There is a use-after-free bug on the subprocess_info structure allocated
by the user mode helper.  In case do_execve() returns with an error
____call_usermodehelper() stores the error code to sub_info->retval, but
sub_info can already have been freed.

Regarding UMH_NO_WAIT, the sub_info structure can be freed by
__call_usermodehelper() before the worker thread returns from
do_execve(), allowing memory corruption when do_execve() failed after
exec_mmap() is called.

Regarding UMH_WAIT_EXEC, the call to umh_complete() allows
call_usermodehelper_exec() to continue which then frees sub_info.

To fix this race the code needs to make sure that the call to
call_usermodehelper_freeinfo() is always done after the last store to
sub_info->retval.

Signed-off-by: Martin Schwidefsky <schwidefsky@de.ibm.com>
Reviewed-by: Oleg Nesterov <oleg@redhat.com>
Cc: Tetsuo Handa <penguin-kernel@i-love.sakura.ne.jp>
Signed-off-by: Andrew Morton <akpm@linux-foundation.org>
Signed-off-by: Linus Torvalds <torvalds@linux-foundation.org>
---
 kernel/kmod.c | 76 +++++++++++++++++++++++++--------------------------
 1 file changed, 37 insertions(+), 39 deletions(-)

[Tasks for this exercise]
1: Answer each question about the use-after-free patch description:
(a) Which function stores the error code to sub_info->retval when do_execve() returns with an error?
(b) In the UMH_WAIT_EXEC case, which call lets call_usermodehelper_exec() continue and free sub_info?
(c) How many insertions and deletions does the summary report for kernel/kmod.c?
2: Write what comes next in the use-after-free patch description, starting after its file-change summary.
The lines after the patch description are separate material.

[Recorded data]
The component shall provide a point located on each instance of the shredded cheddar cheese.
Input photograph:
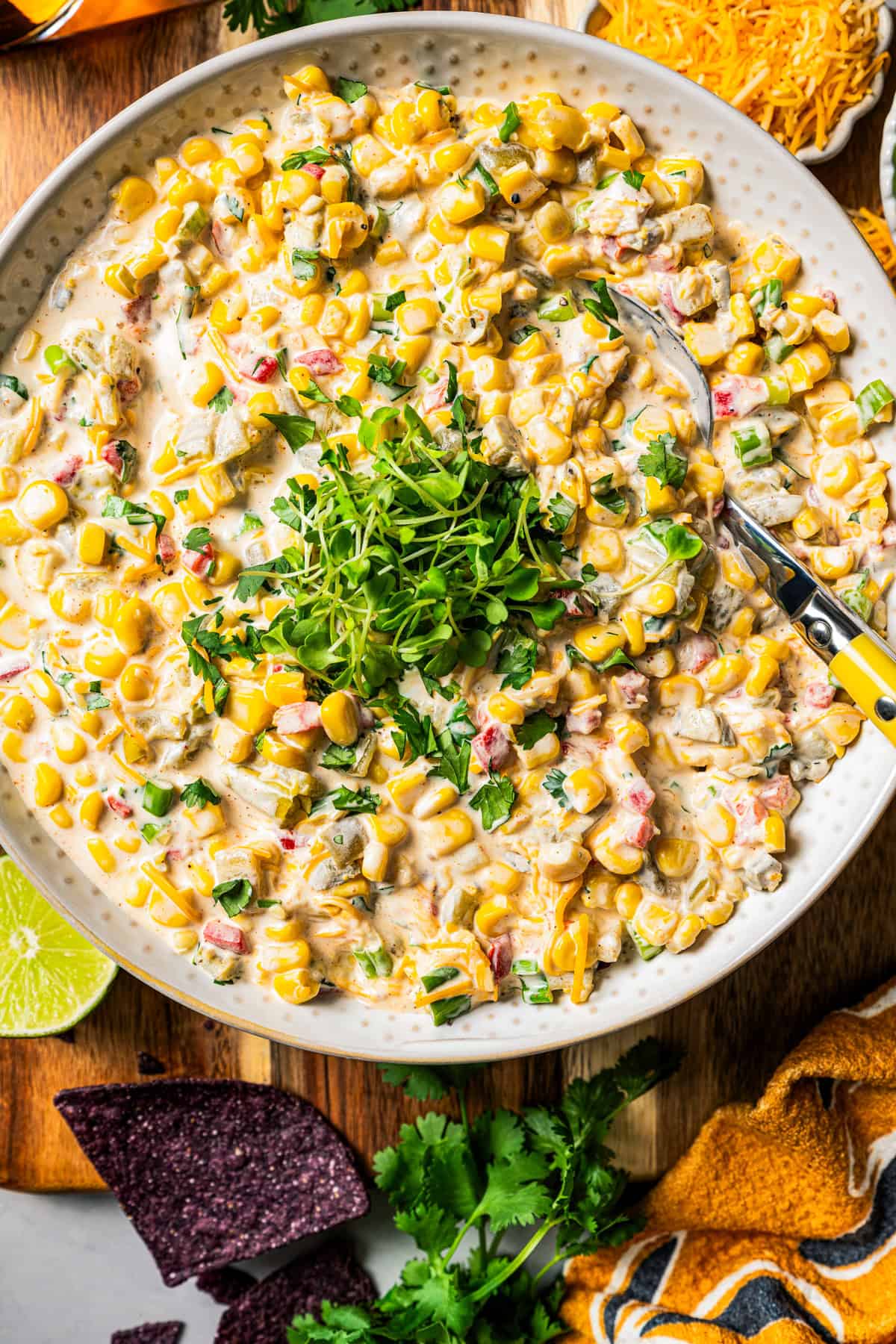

[The replies]
1:
(a) ____call_usermodehelper()
(b) umh_complete()
(c) 37 insertions and 39 deletions

2:
diff --git a/kernel/kmod.c b/kernel/kmod.c
index 8637e041a247..80f7a6d00519 100644
--- a/kernel/kmod.c
+++ b/kernel/kmod.c
@@ -196,12 +196,34 @@ int __request_module(bool wait, const char *fmt, ...)
 EXPORT_SYMBOL(__request_module);
 #endif /* CONFIG_MODULES */
 
+static void call_usermodehelper_freeinfo(struct subprocess_info *info)
+{
+	if (info->cleanup)
+		(*info->cleanup)(info);
+	kfree(info);
+}
+
+static void umh_complete(struct subprocess_info *sub_info)
+{
+	struct completion *comp = xchg(&sub_info->complete, NULL);
+	/*
+	 * See call_usermodehelper_exec(). If xchg() returns NULL
+	 * we own sub_info, the UMH_KILLABLE caller has gone away
+	 * or the caller used UMH_NO_WAIT.
+	 */
+	if (comp)
+		complete(comp);
+	else
+		call_usermodehelper_freeinfo(sub_info);
+}
+
 /*
  * This is the task which runs the usermode application
  */
 static int ____call_usermodehelper(void *data)
 {
 	struct subprocess_info *sub_info = data;
+	int wait = sub_info->wait & ~UMH_KILLABLE;
 	struct cred *new;
 	int retval;
 
@@ -221,7 +243,7 @@ static int ____call_usermodehelper(void *data)
 	retval = -ENOMEM;
 	new = prepare_kernel_cred(current);
 	if (!new)
-		goto fail;
+		goto out;
 
 	spin_lock(&umh_sysctl_lock);
 	new->cap_bset = cap_intersect(usermodehelper_bset, new->cap_bset);
@@ -233,7 +255,7 @@ static int ____call_usermodehelper(void *data)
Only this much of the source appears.